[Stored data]

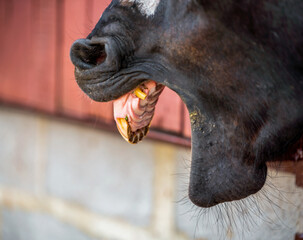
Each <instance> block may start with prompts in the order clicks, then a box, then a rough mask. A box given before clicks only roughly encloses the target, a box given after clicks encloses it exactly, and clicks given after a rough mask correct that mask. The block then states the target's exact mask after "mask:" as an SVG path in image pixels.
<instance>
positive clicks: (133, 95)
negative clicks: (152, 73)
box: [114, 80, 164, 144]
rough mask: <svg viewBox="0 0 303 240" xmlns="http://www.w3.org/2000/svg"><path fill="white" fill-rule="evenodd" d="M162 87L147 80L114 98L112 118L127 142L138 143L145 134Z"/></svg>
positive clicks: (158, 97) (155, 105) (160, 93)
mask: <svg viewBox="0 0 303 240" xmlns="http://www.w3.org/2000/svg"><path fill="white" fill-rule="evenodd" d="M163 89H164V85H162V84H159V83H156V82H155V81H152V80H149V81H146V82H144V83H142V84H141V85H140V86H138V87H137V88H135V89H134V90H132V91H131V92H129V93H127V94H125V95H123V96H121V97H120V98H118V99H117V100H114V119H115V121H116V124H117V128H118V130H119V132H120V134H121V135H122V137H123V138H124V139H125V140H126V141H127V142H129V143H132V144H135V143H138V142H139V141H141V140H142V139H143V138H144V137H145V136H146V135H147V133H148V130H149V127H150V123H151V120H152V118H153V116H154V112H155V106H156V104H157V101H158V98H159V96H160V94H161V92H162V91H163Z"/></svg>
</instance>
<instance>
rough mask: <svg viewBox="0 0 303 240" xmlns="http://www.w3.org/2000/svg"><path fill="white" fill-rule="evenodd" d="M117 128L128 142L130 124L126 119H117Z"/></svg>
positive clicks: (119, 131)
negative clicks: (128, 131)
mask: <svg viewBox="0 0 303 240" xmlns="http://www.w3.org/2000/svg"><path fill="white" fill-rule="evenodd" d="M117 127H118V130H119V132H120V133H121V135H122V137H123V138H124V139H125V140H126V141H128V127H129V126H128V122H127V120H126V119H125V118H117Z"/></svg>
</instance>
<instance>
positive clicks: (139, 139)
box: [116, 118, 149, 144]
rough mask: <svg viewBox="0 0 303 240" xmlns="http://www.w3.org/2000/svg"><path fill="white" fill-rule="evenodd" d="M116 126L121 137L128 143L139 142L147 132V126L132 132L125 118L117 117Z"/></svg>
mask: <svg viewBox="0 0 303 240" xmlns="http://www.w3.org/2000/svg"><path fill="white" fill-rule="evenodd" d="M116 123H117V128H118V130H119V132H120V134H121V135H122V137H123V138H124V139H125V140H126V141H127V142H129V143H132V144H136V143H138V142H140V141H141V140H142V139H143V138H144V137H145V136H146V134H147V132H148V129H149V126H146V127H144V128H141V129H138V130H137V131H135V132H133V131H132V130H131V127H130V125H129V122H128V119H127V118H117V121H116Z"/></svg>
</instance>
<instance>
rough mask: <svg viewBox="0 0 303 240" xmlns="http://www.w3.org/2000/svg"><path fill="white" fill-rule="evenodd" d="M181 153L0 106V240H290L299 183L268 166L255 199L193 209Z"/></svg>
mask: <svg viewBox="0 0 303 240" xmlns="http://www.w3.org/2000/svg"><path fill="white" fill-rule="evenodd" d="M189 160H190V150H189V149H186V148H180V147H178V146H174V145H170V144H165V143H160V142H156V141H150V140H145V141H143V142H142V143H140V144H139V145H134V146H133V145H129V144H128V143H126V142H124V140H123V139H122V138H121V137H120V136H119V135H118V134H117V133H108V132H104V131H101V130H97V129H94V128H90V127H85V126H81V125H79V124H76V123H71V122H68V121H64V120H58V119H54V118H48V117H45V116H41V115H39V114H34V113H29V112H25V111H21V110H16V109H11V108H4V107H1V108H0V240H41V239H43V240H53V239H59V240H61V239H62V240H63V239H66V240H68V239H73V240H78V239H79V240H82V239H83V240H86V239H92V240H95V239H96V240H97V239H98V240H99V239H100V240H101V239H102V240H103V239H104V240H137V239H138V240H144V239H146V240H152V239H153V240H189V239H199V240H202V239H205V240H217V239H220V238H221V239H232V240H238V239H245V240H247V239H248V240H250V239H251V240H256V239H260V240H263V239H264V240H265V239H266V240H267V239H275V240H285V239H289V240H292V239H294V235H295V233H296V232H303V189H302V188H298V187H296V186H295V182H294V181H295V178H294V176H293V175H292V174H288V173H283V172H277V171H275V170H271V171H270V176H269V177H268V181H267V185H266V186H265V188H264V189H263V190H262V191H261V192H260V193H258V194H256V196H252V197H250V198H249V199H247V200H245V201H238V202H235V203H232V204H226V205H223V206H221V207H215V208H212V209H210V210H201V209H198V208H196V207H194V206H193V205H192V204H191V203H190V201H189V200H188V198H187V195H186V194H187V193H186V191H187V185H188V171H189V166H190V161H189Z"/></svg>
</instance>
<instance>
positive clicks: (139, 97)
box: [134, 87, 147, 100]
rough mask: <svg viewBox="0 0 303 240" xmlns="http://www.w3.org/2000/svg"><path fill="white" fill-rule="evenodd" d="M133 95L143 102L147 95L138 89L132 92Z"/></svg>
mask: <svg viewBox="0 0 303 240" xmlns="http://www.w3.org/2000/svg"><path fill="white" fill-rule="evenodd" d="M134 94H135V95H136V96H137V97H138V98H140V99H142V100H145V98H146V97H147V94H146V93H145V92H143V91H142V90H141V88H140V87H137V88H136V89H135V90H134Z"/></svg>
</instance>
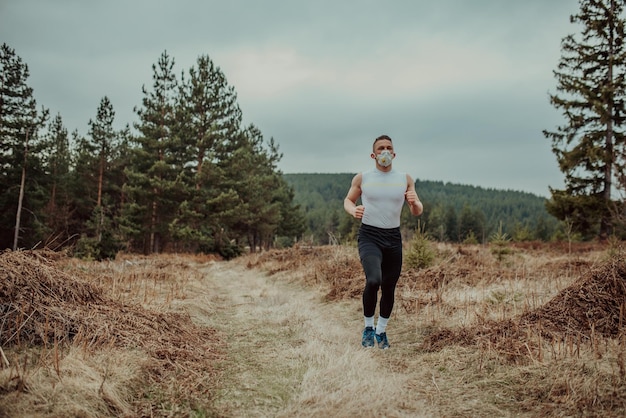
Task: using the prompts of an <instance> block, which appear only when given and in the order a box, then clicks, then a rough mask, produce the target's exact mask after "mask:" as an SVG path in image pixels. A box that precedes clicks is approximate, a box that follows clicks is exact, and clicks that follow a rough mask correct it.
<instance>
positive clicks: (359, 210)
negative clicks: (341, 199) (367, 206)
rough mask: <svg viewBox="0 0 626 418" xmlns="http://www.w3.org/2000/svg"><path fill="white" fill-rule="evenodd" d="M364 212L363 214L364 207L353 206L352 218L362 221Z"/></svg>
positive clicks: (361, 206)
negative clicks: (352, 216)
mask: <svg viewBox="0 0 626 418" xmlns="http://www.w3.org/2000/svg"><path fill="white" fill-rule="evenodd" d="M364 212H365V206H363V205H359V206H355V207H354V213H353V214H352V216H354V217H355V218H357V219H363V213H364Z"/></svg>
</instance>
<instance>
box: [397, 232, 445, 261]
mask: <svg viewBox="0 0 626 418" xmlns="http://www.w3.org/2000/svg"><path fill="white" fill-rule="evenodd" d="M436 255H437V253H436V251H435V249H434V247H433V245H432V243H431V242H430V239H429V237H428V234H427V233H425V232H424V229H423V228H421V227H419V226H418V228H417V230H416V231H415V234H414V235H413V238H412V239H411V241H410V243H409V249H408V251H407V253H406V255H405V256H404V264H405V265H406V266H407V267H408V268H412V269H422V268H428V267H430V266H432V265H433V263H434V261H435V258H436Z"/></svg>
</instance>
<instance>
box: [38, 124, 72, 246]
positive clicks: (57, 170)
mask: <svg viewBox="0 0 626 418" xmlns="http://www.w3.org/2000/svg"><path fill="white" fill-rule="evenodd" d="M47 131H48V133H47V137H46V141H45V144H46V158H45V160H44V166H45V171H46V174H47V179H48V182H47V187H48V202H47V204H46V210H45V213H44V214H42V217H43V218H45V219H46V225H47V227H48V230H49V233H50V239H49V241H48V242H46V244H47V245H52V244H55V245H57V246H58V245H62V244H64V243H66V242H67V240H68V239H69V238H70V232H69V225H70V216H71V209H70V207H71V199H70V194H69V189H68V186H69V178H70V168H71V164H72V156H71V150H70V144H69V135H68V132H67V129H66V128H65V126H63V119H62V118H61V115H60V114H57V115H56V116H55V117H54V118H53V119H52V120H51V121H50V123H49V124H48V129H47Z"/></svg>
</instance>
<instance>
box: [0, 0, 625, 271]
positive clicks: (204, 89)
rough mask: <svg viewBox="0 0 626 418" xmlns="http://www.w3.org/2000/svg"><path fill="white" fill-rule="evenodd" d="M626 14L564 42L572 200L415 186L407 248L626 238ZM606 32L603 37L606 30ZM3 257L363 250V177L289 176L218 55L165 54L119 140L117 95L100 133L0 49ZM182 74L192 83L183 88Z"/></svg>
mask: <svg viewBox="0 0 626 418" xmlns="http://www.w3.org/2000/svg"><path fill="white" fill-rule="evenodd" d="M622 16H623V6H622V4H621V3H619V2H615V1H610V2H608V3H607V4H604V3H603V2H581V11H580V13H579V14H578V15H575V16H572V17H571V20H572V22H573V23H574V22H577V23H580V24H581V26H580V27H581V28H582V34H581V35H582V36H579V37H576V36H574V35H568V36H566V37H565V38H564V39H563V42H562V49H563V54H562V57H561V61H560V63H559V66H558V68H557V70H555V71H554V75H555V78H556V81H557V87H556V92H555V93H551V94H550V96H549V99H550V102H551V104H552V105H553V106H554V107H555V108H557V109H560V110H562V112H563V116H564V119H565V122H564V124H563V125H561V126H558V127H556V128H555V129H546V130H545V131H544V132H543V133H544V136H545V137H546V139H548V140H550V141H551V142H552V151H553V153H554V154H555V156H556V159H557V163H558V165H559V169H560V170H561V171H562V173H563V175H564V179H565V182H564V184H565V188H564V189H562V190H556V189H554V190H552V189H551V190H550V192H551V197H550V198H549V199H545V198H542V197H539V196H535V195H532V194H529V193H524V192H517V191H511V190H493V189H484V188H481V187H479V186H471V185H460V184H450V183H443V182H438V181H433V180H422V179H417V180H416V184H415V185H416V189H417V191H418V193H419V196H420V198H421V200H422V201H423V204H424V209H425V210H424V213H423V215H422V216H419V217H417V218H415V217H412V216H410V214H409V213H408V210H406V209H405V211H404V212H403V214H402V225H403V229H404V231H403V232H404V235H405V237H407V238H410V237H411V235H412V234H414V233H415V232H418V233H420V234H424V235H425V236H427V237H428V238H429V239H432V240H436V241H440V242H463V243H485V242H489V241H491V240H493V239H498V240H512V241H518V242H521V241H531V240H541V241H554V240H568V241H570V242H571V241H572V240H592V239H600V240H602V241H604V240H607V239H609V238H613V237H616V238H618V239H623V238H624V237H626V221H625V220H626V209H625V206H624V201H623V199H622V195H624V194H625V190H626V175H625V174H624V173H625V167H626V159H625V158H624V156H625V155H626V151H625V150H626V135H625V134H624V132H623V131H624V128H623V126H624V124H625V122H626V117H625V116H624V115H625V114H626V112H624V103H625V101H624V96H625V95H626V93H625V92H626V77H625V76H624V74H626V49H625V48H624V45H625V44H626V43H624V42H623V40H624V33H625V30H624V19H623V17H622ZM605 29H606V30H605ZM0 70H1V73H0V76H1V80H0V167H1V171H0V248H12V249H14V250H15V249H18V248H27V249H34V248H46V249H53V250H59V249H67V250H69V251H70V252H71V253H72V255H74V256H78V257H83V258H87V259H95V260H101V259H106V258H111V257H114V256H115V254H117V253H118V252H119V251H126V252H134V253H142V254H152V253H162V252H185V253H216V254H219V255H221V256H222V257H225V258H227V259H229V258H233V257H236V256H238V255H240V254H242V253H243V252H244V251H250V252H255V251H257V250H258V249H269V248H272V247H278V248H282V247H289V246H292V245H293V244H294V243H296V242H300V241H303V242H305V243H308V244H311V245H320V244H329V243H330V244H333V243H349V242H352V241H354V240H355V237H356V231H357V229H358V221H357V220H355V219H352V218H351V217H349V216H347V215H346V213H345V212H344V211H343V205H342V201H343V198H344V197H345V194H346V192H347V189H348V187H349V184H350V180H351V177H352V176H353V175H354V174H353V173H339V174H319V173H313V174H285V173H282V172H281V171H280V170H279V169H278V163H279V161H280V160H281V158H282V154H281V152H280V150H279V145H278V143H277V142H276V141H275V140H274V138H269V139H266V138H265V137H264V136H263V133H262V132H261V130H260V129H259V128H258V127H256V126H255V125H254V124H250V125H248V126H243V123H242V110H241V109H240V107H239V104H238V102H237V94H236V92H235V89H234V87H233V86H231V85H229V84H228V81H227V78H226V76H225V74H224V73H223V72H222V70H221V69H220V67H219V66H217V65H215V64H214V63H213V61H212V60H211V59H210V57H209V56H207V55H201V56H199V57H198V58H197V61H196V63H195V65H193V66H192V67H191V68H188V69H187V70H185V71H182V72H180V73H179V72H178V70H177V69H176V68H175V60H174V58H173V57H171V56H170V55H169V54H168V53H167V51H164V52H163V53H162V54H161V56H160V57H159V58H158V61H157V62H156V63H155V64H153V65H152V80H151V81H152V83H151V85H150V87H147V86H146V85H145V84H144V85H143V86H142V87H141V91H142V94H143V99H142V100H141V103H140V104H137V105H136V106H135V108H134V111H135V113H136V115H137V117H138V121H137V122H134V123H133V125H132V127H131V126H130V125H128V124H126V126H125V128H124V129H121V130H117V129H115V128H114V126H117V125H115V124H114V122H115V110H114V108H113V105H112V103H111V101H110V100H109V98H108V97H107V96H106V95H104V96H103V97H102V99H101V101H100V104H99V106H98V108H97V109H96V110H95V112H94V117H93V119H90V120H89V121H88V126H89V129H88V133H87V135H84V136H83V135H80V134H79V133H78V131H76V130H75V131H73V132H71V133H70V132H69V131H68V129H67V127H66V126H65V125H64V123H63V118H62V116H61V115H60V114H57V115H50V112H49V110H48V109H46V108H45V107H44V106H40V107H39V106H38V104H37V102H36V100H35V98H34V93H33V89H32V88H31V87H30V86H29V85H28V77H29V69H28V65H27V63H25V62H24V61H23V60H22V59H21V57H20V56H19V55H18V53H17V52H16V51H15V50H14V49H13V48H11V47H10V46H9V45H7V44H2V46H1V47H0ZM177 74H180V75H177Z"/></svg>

Task goal:
Using the data above, print only the lines starting at the one with "95L143 102L147 95L138" and ending at the one with "negative clicks: (341, 199) (367, 206)", exactly as they stand, minus the pictures.

Answer:
rough mask: <svg viewBox="0 0 303 240" xmlns="http://www.w3.org/2000/svg"><path fill="white" fill-rule="evenodd" d="M133 95L143 102L147 95L138 89L132 92Z"/></svg>
mask: <svg viewBox="0 0 303 240" xmlns="http://www.w3.org/2000/svg"><path fill="white" fill-rule="evenodd" d="M134 94H135V95H136V96H137V97H138V98H140V99H142V100H145V98H146V97H147V94H146V93H145V92H143V91H142V90H141V88H140V87H137V88H136V89H135V90H134Z"/></svg>
</instance>
Task: using the prompts of an <instance> block, which appear only when given and in the order a box, then clicks, then a rough mask, produce the target's exact mask after "mask:" as an SVG path in image pixels. A box that precedes clicks is approximate, a box that follows clicks is exact, and clicks that follow a rough mask correct it.
<instance>
positive clicks: (359, 210)
negative clicks: (341, 199) (367, 206)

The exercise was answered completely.